SELECTED EXCERPT ->
========================================================================
Sun and Shadow started for a romance novel competition on Tapas which has since ended. I didn't get to finish it in time for a lot of reasons, but I primarily cite stress and exhaustion from working full time at a physically-intensive job. It grew shockingly quickly and I had some fans donate to me related to it, so I'm kinda forced to work on it, haha. Dw--I like it! It's just harder to work on for a number of reasons, haha.
How much time, in your best estimation, do you spend thinking about them?
Tragic, the questions you're asking me--
It depends, haha. I'm autistic and hyperfixate a lot. Also, for one, that's a suuuuuper vague question??? Like what do you mean "how much time"--how much time within the day? How often in general? Idk, man, haha.
I think about the Arcane Rifts a LOT!
I've put an incredible amount of time and effort into it, and I'm in love with 90% of the characters there. Even the background characters have had a lot of work put into them, getting relatively fleshed-out backstories to make their motives understandable (even if not agreeable!), and I love them all so much, haha.
Except Katerina. She's a bitch.
========================================================================
SUPPLIED MATERIAL ->
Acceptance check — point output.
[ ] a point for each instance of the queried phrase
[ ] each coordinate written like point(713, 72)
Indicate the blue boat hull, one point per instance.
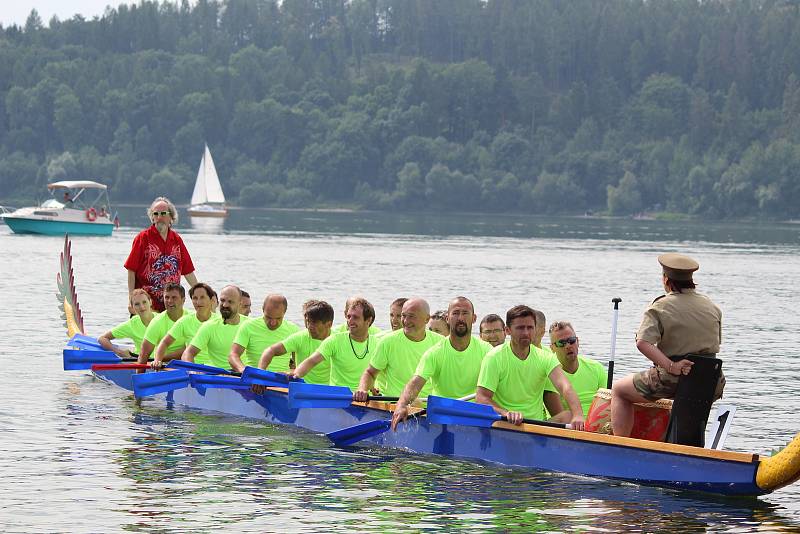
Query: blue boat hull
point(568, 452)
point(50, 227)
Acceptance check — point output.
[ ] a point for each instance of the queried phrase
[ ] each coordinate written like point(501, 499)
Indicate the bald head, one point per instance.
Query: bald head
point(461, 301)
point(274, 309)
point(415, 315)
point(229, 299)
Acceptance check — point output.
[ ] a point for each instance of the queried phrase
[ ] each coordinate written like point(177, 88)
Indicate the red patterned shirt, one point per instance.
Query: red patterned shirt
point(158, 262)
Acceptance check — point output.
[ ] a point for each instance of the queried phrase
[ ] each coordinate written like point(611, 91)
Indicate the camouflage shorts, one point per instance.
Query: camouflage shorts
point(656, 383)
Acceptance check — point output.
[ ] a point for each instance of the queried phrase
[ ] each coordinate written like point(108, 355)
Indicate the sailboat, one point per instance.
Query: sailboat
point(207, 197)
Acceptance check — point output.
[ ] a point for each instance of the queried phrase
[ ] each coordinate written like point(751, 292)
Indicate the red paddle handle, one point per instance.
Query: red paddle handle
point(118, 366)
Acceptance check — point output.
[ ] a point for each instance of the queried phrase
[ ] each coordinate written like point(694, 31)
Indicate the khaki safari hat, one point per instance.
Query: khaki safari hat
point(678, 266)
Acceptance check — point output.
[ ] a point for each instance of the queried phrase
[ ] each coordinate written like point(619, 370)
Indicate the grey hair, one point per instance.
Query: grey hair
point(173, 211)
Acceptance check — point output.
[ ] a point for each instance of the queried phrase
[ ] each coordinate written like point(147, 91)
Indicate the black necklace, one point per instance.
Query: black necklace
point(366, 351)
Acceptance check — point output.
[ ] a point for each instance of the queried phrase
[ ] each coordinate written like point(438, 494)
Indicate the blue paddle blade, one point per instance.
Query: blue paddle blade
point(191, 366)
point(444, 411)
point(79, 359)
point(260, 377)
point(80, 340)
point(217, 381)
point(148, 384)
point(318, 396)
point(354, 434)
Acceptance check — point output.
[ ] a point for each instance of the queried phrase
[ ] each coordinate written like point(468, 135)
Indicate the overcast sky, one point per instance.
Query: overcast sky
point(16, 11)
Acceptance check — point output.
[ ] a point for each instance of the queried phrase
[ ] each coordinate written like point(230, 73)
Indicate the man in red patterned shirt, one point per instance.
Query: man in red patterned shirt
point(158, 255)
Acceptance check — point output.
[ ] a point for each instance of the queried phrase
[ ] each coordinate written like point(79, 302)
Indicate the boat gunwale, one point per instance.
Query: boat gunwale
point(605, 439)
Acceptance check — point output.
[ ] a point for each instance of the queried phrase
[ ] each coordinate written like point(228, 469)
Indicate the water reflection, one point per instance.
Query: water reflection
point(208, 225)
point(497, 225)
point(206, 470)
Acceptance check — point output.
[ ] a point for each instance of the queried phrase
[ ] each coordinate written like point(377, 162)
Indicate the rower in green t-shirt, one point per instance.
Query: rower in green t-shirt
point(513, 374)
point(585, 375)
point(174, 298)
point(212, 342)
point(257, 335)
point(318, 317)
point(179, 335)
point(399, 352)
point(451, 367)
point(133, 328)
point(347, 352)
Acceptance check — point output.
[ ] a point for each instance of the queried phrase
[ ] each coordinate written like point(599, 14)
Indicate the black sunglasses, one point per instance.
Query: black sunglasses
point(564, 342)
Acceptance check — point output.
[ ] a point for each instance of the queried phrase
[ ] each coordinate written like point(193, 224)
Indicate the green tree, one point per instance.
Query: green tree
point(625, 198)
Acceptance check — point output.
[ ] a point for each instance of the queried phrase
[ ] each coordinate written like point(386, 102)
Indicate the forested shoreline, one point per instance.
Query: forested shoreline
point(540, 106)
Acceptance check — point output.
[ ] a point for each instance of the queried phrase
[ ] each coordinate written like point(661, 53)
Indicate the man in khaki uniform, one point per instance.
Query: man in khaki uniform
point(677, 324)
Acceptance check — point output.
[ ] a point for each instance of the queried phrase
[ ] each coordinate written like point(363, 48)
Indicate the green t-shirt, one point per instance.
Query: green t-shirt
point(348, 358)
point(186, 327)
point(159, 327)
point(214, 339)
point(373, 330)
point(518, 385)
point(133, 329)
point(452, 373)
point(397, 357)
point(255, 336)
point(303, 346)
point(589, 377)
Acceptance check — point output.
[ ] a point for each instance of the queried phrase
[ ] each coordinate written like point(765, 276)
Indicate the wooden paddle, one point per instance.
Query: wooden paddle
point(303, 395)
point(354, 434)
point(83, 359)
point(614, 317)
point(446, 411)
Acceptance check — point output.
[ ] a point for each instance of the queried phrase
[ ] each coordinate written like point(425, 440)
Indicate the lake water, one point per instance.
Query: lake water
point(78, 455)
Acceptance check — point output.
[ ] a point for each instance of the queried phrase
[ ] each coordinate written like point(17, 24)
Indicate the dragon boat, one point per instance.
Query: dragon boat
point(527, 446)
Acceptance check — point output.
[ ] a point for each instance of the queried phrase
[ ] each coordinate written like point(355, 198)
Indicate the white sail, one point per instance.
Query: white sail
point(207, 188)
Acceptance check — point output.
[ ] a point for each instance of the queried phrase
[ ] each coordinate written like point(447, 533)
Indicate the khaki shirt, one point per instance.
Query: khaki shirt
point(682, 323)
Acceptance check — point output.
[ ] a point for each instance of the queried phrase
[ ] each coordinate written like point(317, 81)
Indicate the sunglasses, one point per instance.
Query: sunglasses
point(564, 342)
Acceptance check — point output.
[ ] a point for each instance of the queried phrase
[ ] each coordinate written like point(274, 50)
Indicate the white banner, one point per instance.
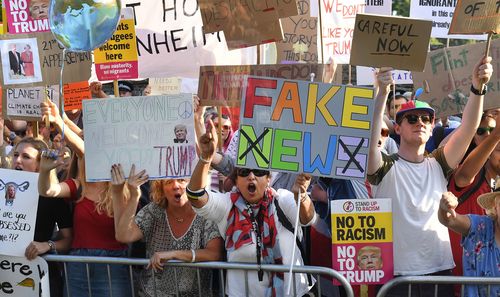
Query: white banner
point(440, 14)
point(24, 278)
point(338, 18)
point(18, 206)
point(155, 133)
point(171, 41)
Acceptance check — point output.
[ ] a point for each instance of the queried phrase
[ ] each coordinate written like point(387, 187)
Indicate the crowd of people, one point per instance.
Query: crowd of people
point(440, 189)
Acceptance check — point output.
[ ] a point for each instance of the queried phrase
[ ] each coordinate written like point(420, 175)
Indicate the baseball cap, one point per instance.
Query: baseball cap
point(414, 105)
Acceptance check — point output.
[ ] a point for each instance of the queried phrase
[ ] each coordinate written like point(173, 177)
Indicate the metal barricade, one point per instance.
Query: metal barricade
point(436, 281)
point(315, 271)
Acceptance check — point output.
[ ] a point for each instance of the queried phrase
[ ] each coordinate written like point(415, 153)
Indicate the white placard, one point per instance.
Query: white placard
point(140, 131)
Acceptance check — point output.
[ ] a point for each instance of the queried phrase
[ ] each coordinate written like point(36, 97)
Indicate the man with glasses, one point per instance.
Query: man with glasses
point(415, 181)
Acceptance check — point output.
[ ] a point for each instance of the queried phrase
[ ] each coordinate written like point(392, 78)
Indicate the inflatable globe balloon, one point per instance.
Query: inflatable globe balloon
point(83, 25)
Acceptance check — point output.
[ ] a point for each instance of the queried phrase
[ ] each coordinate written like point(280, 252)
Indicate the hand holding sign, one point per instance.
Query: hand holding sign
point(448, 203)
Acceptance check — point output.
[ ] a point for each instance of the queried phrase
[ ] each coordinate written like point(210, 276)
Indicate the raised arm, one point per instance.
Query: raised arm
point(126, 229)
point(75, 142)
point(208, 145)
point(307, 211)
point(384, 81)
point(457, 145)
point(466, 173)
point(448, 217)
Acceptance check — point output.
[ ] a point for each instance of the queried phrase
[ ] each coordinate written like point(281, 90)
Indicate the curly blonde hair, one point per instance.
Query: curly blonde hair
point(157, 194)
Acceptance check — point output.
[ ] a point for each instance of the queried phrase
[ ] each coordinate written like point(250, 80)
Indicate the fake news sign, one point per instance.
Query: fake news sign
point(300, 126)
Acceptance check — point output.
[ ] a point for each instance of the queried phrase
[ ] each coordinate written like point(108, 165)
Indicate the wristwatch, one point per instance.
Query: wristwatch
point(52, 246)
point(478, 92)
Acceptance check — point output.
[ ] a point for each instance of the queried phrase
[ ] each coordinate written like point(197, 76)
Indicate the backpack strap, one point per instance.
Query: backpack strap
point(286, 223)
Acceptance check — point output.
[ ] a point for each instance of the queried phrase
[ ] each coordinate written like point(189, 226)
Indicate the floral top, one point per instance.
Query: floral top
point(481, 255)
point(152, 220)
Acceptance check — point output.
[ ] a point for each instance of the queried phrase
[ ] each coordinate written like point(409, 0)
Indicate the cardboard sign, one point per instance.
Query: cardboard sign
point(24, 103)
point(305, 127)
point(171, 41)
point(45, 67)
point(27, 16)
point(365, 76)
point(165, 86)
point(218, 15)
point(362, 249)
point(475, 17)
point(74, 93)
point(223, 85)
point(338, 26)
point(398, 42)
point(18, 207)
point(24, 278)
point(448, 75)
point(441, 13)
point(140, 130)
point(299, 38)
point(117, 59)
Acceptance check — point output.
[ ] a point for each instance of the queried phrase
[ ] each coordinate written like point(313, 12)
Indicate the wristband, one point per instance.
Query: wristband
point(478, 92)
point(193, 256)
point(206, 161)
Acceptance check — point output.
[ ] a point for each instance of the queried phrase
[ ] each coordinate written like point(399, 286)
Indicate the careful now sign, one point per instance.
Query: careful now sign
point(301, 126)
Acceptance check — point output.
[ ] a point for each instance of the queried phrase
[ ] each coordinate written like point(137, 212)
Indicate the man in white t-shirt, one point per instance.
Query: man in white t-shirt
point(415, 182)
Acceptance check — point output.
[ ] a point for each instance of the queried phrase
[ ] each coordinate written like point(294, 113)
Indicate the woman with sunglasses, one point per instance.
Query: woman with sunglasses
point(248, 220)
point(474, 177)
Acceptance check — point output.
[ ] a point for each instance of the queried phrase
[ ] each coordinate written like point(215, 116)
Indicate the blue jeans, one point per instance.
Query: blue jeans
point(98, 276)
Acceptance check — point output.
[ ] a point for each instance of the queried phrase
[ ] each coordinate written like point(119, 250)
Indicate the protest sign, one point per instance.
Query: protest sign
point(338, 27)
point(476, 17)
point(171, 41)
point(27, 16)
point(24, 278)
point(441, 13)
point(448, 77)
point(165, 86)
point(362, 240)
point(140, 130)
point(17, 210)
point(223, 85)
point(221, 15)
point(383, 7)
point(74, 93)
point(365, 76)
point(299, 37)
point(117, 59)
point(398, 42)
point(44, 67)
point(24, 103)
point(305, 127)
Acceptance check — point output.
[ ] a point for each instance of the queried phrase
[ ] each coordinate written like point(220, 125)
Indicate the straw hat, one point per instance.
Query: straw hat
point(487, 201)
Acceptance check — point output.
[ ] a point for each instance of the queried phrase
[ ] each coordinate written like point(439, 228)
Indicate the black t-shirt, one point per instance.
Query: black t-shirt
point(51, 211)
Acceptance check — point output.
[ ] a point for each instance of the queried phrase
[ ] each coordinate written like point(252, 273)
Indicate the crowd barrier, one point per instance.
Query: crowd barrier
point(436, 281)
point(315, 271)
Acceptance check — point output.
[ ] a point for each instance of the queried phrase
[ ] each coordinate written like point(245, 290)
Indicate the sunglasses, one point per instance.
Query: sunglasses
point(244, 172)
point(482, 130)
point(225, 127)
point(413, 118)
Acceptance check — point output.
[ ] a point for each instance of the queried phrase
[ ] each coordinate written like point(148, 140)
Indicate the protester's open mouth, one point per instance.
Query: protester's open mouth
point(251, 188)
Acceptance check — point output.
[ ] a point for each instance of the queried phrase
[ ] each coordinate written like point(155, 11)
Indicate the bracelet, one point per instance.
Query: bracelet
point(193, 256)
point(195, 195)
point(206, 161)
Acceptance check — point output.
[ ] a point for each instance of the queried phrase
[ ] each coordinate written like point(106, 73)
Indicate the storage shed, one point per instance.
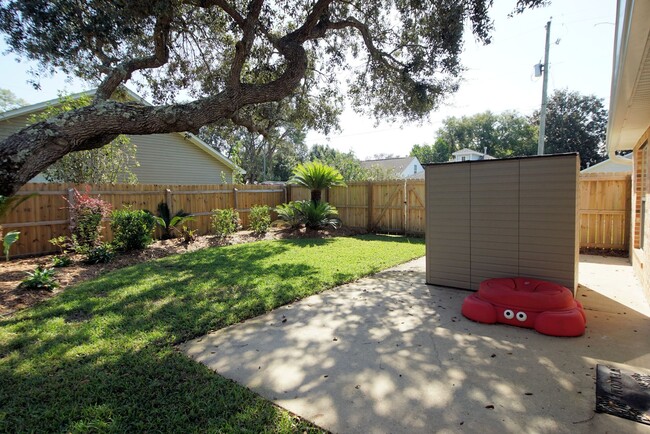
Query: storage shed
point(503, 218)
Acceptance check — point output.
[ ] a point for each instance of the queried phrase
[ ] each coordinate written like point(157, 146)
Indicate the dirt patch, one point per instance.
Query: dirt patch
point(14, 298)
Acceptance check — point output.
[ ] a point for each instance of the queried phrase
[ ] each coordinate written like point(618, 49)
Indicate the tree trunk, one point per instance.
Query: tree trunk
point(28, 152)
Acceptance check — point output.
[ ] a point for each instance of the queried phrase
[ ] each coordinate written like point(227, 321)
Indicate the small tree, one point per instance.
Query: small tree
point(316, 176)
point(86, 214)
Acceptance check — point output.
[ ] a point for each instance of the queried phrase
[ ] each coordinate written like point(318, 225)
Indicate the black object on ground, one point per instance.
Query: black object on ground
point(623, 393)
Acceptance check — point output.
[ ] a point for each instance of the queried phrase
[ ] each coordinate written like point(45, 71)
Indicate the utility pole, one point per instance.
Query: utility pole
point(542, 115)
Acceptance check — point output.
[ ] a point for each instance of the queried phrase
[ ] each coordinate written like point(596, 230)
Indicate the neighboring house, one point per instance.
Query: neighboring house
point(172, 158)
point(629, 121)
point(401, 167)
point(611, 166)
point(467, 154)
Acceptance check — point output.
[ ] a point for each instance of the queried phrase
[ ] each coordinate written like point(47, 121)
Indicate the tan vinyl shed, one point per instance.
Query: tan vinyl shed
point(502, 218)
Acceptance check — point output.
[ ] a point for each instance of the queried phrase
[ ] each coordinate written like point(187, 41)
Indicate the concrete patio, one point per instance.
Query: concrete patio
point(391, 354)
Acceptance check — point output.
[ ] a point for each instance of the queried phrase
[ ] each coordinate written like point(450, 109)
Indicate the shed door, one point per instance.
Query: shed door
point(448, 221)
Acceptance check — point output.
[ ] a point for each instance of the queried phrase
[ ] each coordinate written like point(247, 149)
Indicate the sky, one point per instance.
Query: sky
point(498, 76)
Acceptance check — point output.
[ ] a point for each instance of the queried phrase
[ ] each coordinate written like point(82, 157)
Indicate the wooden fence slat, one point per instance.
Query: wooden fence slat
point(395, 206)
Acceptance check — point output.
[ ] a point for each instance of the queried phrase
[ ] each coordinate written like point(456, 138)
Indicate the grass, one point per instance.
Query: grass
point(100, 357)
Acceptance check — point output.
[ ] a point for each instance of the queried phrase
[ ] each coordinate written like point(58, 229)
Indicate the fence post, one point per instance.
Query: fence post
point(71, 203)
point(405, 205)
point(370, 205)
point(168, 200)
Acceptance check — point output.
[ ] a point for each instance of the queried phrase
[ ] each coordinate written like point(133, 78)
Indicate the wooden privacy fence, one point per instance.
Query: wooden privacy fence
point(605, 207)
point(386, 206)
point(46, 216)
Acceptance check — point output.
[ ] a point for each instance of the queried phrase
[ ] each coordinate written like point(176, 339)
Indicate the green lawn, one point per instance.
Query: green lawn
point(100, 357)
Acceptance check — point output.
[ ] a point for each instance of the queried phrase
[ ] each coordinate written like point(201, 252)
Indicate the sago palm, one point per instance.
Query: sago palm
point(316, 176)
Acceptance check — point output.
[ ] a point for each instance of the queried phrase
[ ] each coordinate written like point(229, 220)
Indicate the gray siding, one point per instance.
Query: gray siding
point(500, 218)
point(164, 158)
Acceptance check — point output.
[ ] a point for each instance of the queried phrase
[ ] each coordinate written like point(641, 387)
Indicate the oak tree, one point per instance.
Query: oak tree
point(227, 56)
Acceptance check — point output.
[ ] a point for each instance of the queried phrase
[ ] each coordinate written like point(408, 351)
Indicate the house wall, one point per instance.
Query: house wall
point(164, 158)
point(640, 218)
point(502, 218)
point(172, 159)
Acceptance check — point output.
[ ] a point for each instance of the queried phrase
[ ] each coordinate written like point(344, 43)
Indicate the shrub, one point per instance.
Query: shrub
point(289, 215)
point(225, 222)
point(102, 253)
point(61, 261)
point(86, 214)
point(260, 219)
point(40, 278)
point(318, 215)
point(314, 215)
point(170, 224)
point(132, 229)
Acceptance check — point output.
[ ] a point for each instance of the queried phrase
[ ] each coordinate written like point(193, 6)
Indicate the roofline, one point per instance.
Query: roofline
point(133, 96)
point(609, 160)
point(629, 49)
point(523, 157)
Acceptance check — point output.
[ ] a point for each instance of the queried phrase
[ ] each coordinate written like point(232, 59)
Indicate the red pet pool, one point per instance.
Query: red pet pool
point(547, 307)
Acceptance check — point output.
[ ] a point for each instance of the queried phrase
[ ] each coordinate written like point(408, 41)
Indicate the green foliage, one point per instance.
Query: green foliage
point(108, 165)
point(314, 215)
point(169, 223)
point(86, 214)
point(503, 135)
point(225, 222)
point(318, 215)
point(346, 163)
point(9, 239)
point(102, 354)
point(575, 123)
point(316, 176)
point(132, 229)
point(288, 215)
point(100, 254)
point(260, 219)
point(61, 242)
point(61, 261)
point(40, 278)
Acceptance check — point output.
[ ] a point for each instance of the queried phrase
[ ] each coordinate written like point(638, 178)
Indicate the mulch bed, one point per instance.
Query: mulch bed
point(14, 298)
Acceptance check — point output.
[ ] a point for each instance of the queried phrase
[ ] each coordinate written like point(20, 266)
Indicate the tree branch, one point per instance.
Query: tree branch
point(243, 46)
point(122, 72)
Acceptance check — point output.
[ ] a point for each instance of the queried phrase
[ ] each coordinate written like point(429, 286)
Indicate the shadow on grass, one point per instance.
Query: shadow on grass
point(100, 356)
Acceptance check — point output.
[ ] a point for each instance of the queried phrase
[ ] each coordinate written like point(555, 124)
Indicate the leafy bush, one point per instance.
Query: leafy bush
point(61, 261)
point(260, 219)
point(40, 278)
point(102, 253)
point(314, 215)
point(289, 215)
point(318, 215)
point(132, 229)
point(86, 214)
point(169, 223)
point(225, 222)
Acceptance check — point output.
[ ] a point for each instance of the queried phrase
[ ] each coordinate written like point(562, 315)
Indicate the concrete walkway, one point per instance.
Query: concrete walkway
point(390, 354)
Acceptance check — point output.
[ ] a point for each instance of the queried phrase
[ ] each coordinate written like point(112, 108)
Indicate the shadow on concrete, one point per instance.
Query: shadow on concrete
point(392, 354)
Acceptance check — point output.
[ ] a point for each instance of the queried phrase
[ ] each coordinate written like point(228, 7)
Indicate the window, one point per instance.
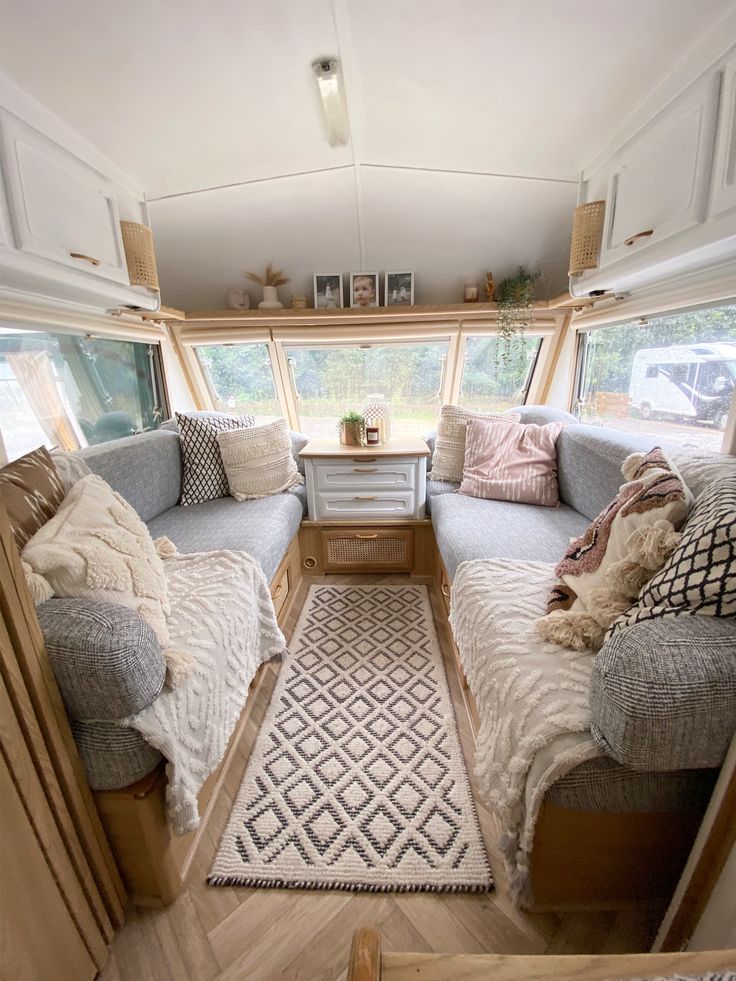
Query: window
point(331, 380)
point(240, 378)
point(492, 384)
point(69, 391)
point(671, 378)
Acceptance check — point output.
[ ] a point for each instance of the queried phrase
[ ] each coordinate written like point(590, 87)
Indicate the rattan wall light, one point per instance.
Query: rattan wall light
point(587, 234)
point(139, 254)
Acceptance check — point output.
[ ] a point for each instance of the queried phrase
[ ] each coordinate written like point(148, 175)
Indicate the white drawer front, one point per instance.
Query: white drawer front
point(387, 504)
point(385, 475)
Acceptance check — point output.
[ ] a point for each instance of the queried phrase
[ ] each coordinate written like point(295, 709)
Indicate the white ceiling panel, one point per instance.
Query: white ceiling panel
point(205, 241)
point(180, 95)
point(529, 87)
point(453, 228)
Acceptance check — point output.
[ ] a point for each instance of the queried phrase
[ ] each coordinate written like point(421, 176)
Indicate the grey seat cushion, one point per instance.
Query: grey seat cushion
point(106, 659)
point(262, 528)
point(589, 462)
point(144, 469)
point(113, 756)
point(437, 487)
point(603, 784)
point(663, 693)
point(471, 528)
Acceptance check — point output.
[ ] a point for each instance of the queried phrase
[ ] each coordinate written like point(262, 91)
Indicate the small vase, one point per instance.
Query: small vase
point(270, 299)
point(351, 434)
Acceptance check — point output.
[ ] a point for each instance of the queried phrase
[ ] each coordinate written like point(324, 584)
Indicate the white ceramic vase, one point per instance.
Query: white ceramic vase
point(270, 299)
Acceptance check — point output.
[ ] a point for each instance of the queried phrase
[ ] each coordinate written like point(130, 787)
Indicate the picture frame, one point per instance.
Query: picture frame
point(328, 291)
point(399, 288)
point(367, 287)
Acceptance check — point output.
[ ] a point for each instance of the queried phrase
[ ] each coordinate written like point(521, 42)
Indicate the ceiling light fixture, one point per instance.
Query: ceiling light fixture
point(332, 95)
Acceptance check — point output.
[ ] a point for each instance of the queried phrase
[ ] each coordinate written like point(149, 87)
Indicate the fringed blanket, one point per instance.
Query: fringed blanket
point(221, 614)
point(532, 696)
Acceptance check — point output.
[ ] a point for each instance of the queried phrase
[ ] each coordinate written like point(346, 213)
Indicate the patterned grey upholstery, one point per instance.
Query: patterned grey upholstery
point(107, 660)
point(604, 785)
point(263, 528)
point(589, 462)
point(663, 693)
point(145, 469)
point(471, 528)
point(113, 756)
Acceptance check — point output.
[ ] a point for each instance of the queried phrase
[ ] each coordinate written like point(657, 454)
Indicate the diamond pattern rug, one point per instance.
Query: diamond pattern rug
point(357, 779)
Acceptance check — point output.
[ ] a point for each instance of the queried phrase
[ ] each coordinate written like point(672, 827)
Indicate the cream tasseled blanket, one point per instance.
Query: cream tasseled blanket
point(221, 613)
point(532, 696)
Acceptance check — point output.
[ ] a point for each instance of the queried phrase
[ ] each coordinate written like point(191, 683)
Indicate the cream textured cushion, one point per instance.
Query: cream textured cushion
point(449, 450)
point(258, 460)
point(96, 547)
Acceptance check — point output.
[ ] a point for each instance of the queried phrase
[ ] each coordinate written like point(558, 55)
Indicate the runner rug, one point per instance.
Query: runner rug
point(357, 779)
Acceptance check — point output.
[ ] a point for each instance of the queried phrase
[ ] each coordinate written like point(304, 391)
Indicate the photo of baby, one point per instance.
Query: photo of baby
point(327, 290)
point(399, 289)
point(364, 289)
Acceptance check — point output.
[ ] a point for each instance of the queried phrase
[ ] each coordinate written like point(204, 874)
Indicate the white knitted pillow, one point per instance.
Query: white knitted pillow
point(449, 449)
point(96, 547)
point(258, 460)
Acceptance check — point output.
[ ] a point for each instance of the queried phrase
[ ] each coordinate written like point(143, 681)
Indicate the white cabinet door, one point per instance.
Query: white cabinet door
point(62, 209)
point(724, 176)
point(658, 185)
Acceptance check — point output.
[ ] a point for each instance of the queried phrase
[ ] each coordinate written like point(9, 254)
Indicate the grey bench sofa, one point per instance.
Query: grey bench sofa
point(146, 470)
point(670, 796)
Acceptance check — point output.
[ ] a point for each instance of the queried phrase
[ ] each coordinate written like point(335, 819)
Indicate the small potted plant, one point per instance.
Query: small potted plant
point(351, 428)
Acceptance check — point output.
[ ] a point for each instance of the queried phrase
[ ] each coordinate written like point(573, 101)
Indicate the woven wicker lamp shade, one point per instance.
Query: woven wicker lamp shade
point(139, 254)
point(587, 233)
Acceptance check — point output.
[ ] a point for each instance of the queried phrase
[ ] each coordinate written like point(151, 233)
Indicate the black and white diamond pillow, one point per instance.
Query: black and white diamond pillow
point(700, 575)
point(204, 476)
========================================================================
REQUESTS ->
1. Pick out every row that contains the string "floral", treating uppercase and lowercase as different.
2. Keep writing the Sun and Shadow passage, picking up right after its last line.
The rows are not connected to the Sun and Shadow passage in any way.

ANSWERS BELOW ->
1.
Indicate the floral top, one point per instance.
Query: floral top

2.
I also think about Rising From the Ashes a good amount, and it's invaded my brain again lately, haha.
I took a step away from RFtA and basically all of my other stories late 2021 when Kris (my ex-writing partner) and I had a falling out. It was incredibly difficult for me emotionally to look at anything I worked with her on, and obviously RFtA was a huge one (actually, tAR was the only thing of my early works she had nothing to do with). Since early this year, I've finally been able to work on it again and it's been incredibly fun removing her stuff, actually!
I think all that is a good part of why I keep randomly getting obsessed with it again, haha. It's like looking at old friends (the characters, not Kris) and being all "omg??? I HAVEN'T SEEN YOU IN FOREVER??? PLEASE TELL ME EVERYTHING YOU'VE BEEN UP TO!!!" except it's removing Kris's stuff, haha.
I think about Sun and Shadow a lot more than you might expect with how much I talk about not preferring it, haha. I love the characters! Crow and, actually, Valyarus especially. They're both super interesting characters, and I'll randomly find my brain working out scenes between characters interacting with them.
(The problem with SaS is that, as a book, it's incredibly different from my usual works. It's a small cast of Frey/Crow and technically Daleira, while most of my stories focus on larger casts. It makes for a VERY different experience, and so it's a lot harder to work on)
When someone asks the dreaded, “What do you write about,” question, what do you usually say?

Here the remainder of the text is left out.